Tâche courte | Imprimez à l'identique toutes les lignes ci-dessous, s'il vous plaît, sans inclure les images dans votre réponse.

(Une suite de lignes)

────

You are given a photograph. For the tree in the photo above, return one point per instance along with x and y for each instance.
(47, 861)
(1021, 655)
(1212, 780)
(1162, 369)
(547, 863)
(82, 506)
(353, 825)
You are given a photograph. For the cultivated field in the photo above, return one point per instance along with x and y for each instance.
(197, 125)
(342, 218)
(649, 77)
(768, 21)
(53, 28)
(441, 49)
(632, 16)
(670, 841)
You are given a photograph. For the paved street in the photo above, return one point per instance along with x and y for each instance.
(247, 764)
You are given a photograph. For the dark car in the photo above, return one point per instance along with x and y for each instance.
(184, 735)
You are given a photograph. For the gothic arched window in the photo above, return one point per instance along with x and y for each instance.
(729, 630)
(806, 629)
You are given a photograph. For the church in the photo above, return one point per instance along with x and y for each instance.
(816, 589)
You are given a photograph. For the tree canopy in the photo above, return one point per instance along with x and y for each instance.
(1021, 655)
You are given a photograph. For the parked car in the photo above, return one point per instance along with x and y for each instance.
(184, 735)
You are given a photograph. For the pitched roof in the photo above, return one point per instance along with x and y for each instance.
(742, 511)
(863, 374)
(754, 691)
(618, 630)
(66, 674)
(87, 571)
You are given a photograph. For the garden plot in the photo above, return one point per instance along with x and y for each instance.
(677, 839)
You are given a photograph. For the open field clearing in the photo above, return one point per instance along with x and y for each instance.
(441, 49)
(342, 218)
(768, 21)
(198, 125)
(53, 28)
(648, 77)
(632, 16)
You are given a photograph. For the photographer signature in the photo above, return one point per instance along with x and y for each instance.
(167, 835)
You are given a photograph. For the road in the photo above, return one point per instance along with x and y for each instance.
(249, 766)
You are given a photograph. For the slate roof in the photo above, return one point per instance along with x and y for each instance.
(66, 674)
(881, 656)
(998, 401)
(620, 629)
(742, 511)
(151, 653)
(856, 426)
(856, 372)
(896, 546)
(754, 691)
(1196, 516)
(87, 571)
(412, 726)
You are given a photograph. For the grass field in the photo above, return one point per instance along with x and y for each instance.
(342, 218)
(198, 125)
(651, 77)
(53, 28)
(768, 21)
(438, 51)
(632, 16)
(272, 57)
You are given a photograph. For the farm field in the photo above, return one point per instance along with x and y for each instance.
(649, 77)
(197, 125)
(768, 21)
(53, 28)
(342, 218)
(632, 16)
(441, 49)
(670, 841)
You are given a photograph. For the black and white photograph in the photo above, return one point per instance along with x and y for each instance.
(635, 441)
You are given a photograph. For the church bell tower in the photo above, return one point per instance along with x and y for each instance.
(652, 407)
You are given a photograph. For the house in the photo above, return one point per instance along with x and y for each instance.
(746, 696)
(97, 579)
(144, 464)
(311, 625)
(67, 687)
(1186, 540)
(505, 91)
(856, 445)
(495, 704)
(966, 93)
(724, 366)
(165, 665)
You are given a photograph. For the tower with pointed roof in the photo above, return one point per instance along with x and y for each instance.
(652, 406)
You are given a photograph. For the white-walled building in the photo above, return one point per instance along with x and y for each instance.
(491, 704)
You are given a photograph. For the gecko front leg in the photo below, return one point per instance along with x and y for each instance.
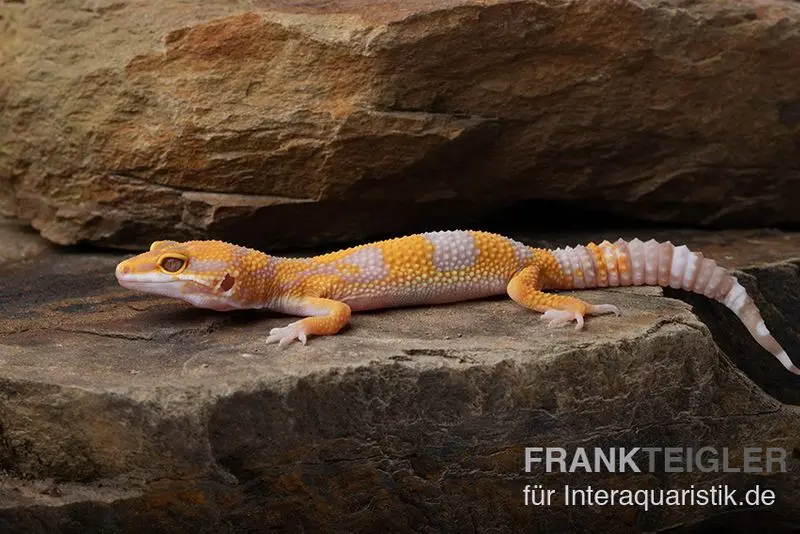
(324, 317)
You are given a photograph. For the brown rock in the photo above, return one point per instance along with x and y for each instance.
(282, 123)
(126, 412)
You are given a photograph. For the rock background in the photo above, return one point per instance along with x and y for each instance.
(282, 123)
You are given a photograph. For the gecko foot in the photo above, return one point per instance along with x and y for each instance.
(559, 318)
(601, 309)
(287, 334)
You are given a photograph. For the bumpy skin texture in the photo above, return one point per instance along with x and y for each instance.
(430, 268)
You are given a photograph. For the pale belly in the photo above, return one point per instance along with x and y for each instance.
(434, 293)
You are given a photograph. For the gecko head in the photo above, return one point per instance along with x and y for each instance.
(202, 273)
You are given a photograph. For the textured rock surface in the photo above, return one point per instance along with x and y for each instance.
(125, 412)
(283, 123)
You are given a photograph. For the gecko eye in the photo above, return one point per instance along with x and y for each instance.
(171, 264)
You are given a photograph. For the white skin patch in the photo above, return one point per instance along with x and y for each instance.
(370, 262)
(452, 250)
(521, 251)
(735, 297)
(761, 328)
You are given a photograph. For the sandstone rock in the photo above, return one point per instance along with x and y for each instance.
(281, 123)
(126, 412)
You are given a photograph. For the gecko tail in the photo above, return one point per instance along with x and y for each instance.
(626, 263)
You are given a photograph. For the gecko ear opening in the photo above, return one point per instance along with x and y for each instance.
(227, 282)
(172, 263)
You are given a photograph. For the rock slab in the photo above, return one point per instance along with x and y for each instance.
(122, 412)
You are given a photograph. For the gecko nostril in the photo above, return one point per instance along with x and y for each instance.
(123, 269)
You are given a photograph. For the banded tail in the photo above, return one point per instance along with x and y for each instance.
(636, 263)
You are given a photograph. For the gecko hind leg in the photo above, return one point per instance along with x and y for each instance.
(525, 289)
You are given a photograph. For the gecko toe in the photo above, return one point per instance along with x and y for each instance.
(601, 309)
(286, 335)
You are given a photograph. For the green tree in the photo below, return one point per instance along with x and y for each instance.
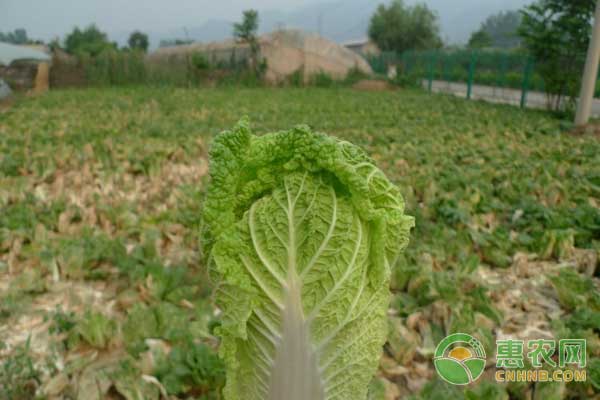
(18, 36)
(399, 27)
(502, 29)
(138, 41)
(557, 33)
(246, 32)
(480, 39)
(90, 41)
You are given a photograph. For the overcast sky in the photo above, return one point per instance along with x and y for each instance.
(49, 18)
(166, 19)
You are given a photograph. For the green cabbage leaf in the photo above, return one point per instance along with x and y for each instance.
(301, 230)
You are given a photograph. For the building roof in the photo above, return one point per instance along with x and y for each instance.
(11, 52)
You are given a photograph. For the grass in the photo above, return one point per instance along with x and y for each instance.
(100, 196)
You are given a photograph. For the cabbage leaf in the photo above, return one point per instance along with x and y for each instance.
(301, 230)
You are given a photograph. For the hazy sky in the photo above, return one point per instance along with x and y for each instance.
(48, 18)
(166, 19)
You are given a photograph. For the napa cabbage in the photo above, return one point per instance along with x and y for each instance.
(301, 230)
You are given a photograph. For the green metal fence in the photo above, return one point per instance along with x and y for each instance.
(499, 69)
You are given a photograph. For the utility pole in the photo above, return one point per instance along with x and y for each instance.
(590, 73)
(320, 23)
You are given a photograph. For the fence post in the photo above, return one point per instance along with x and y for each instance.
(432, 61)
(525, 86)
(471, 74)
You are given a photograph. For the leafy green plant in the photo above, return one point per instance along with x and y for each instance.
(192, 369)
(96, 329)
(19, 377)
(301, 231)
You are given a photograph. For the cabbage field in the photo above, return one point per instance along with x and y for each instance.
(104, 291)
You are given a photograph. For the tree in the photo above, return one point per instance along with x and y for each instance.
(399, 27)
(502, 29)
(246, 32)
(90, 41)
(480, 39)
(139, 41)
(18, 36)
(557, 33)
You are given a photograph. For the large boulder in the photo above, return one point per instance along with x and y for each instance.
(285, 51)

────

Exercice corrigé |
You are given a photograph. For the tree in the photo above, return one point per instance along with x and y for each instance.
(47, 861)
(1021, 655)
(1212, 780)
(1162, 369)
(547, 863)
(82, 506)
(353, 825)
You are given a photograph. For the cultivated field in the photo above, return one point per instance along with x and y for each instance.
(197, 125)
(342, 218)
(649, 77)
(768, 21)
(53, 28)
(441, 49)
(632, 16)
(670, 841)
You are given a photograph. For the paved street in the photo above, return one point per instance along with x and y for each instance.
(247, 764)
You are given a photograph. For the dark car in the photo above, return one point per instance along with x and y for each instance.
(184, 735)
You are given a photograph. For the gothic arched window in the photo above, return one point per instance along with x and y for each instance.
(729, 630)
(806, 629)
You are given a photograph. For the church in the photo above, return one point per instance along with x and y for each instance.
(816, 589)
You are given a photograph. For the tree canopy in the photo above, return one point per instance along with x and y for each instance.
(1021, 655)
You are given a photograph. For the parked car in the photo above, return one point per instance along with x and y for each instance.
(184, 735)
You are given a photograph. For the pitched roof in the photo above, return one point per instance along with x and y for each instance.
(742, 511)
(863, 374)
(754, 691)
(618, 630)
(66, 674)
(87, 571)
You are given a photograph. For the garden plot in the photo above, return one point per instance along with x and y for each instance.
(677, 839)
You are given a photograph. For the open field clearing in the photo above, return one point per instance along with x and y for each instance.
(441, 49)
(342, 218)
(768, 21)
(198, 125)
(53, 28)
(648, 77)
(632, 16)
You are given a photograph. For the photographer signature in the photo above, return one point per instance along with x and y for each instance.
(167, 835)
You are given a photograph. For the road in the photo above, return one point per instance along with x and y for each instance.
(249, 766)
You are given a photograph. For the slate roof in the photo above, return one point per instance along with x and y for each instance.
(66, 674)
(881, 656)
(998, 401)
(620, 629)
(742, 511)
(151, 653)
(856, 426)
(856, 372)
(896, 546)
(754, 691)
(1196, 516)
(87, 571)
(412, 726)
You are given a photograph. For the grass field in the photo above, return one point per instance along with x and y for each instance.
(342, 218)
(198, 125)
(651, 77)
(53, 28)
(768, 21)
(438, 51)
(632, 16)
(272, 57)
You are given a photograph. For the farm field in the photo above, return one point per instance along with x and y for each instance.
(649, 77)
(197, 125)
(768, 21)
(53, 28)
(342, 218)
(632, 16)
(441, 49)
(670, 841)
You are given a photograph. For the black and white photograph in the photo above, return one point per instance along with x and y for each instance.
(635, 441)
You are given a photograph. For the church bell tower in the photo above, return one point per instance along with x and y for each instance.
(652, 407)
You are given a photograph. For the house in the photo above, return one point per instance along with x and y for each instance.
(746, 696)
(97, 579)
(144, 464)
(311, 625)
(67, 687)
(1186, 540)
(505, 91)
(856, 445)
(495, 704)
(966, 93)
(724, 366)
(165, 665)
You are given a photograph. For the tower with pointed roof in the photo above, return one point per instance along with x and y for each instance.
(652, 406)
You are given a photograph. For the white-walled building in the photo above, return one point per instance along with x and y for each instance.
(491, 704)
You are given a photograph. For the gecko front leg in the photo below, return one point per instance along with x and y for each instance.
(324, 317)
You are given a photograph. For the brown rock in the photo above, return one point per instance along with x and y for each instance.
(282, 123)
(126, 412)
You are given a photograph. For the rock background in the photo above, return one point per instance along with x and y for each instance.
(282, 123)
You are given a photograph. For the gecko foot in the photo above, return one point per instance along with x and y for each instance.
(559, 318)
(601, 309)
(287, 334)
You are given a photograph. For the bumpy skin texture in the photo above, return one point per instance along with x and y for each instance.
(430, 268)
You are given a photograph. For the pale belly in the photo above, return one point per instance along with x and y for each instance.
(434, 293)
You are given a photograph. For the gecko head in the photo above, return one point per instance along with x and y for each instance.
(202, 273)
You are given a photograph. For the textured rock surface in the photo above, return one point per instance along with x and y for each instance.
(125, 412)
(283, 123)
You are given a photograph. For the gecko eye in the photo above, return one point per instance along with x and y for each instance.
(171, 264)
You are given a photograph. For the white skin patch in the photo above, return one point per instance along with x and y for each instance.
(370, 262)
(452, 250)
(521, 251)
(735, 297)
(761, 328)
You are given a photograph. For the sandstone rock in the photo above, return one point per instance along with x and y for each instance.
(281, 123)
(126, 412)
You are given a photograph. For the gecko tail in the photo above, return one point per instance along with x and y for each instance.
(626, 263)
You are given a photograph. For the gecko ear opening in the photo above, return one point per instance along with x and y for each instance.
(227, 282)
(172, 263)
You are given a photograph. For the rock slab in the photo above, return one point per instance along with x and y for each instance.
(122, 412)
You are given a photograph. For the gecko nostril in the photo above, return one point per instance along with x and y for each instance.
(123, 269)
You are given a photograph. For the banded tail in the photo above, return one point per instance along with x and y for each instance.
(636, 263)
You are given a photograph. For the gecko hind leg in the photo above, return one point per instance along with x and y for each instance.
(525, 289)
You are given a photograph. For the gecko toe in the photo above, return one point per instance along with x and y for each instance.
(601, 309)
(286, 335)
You are given a photograph. For the green tree in the photo below, return one point per instance along with x and y for each instance.
(18, 36)
(399, 27)
(502, 29)
(138, 41)
(557, 33)
(246, 32)
(480, 39)
(90, 41)
You are given a photograph. For the overcast sky in the photo above, return one point per instance along with x and y for each instance.
(49, 18)
(166, 19)
You are given a photograph. For the green cabbage leaf in the photo above, return one point per instance along with x and y for each instance.
(301, 230)
You are given a photograph. For the building roof in the photo above, return one point per instance along with x and y for each instance.
(11, 52)
You are given a photograph. For the grass in the photo above, return one point per instance along with x and y for each instance.
(100, 196)
You are given a photograph. For the cabbage leaf in the photo above, return one point per instance along with x and y for each instance.
(301, 230)
You are given a photograph. For the hazy sky in the photo above, return one point per instance along with x and y for each instance.
(48, 18)
(166, 19)
You are given a photograph. For the napa cabbage in the photo above, return one point per instance along with x and y for each instance.
(301, 230)
You are given a photograph. For the green metal fence in the photo above, return one point per instance along with x and y for each instance.
(499, 69)
You are given a photograph. For the utility pole in the photo above, return one point per instance along with x and y for each instance.
(590, 73)
(320, 23)
You are given a photograph. For the fence post in the photo above, return one point per instance along with x and y for each instance.
(432, 61)
(525, 86)
(471, 74)
You are given a photograph. For the leafy green plant in the photo above, return one point per instance along with x and y for each instance.
(192, 369)
(96, 329)
(19, 377)
(301, 231)
You are given a photograph. For the cabbage field in the photo above, return one point per instance along with x and y for each instance.
(104, 291)
You are given a photograph. For the tree in the photo above, return one point per instance along with x and y for each instance.
(399, 27)
(502, 29)
(246, 32)
(90, 41)
(480, 39)
(139, 41)
(18, 36)
(557, 33)
You are given a photograph. For the large boulder in the photo above, return one point per instance along with x and y for each instance.
(285, 51)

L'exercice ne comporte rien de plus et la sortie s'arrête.